»»

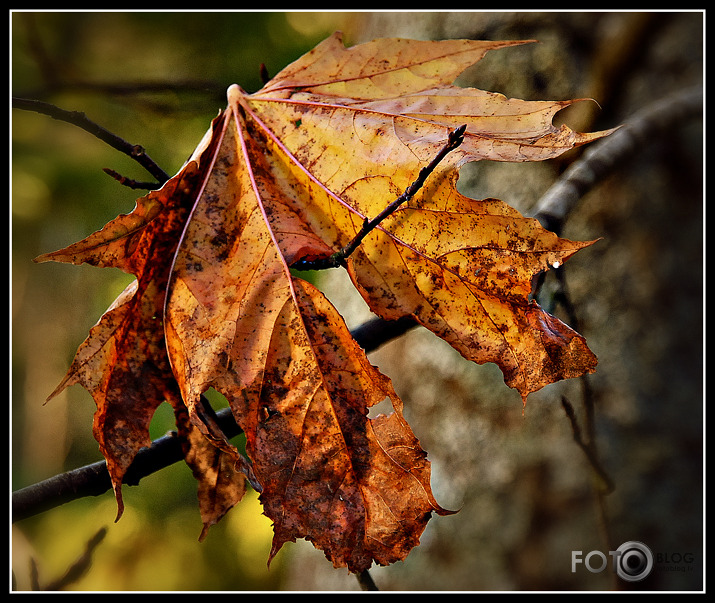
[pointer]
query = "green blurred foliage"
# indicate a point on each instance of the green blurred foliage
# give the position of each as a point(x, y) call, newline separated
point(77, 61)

««
»»

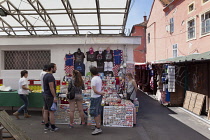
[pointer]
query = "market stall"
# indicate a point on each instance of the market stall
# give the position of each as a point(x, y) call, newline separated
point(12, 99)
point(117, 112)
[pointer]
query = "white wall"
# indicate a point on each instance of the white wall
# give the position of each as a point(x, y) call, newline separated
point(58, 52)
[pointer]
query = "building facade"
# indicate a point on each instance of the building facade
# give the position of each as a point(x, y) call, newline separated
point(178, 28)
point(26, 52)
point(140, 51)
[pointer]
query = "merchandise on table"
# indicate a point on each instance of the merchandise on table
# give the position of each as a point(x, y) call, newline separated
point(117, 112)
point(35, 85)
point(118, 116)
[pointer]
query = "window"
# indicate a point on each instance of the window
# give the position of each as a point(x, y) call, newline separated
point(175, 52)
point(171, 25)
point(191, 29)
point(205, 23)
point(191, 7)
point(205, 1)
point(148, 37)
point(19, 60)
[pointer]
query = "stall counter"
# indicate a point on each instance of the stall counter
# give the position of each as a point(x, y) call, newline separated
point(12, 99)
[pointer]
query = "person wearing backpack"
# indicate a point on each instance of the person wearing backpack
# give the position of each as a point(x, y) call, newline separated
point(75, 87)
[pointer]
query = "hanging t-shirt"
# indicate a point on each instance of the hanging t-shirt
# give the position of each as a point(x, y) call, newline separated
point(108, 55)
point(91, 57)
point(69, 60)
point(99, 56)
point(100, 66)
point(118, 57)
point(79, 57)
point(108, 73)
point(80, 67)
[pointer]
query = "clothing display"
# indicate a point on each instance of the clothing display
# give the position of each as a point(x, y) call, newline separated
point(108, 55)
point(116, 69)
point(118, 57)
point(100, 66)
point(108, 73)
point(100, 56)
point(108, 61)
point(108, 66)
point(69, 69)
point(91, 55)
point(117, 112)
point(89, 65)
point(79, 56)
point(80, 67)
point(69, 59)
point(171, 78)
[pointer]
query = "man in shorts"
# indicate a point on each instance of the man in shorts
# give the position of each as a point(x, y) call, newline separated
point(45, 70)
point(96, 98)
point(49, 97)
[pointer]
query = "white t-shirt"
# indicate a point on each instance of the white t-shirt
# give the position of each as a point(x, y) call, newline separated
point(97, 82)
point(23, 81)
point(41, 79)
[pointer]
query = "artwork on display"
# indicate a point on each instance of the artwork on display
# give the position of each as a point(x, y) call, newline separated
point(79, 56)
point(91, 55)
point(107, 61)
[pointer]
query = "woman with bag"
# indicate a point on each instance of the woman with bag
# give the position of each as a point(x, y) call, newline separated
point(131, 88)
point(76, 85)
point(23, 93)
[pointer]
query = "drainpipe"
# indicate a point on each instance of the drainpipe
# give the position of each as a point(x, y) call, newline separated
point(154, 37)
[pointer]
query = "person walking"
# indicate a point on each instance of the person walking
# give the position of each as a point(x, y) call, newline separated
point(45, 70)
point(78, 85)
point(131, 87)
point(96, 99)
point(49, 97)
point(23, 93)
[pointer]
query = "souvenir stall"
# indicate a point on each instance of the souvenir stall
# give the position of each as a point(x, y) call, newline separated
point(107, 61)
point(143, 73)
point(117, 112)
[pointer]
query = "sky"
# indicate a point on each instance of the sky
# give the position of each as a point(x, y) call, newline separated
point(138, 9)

««
»»

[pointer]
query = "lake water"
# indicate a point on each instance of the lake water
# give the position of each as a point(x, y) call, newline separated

««

Within the material above, please work out how many lines contain the word "display" and give that number by itself.

4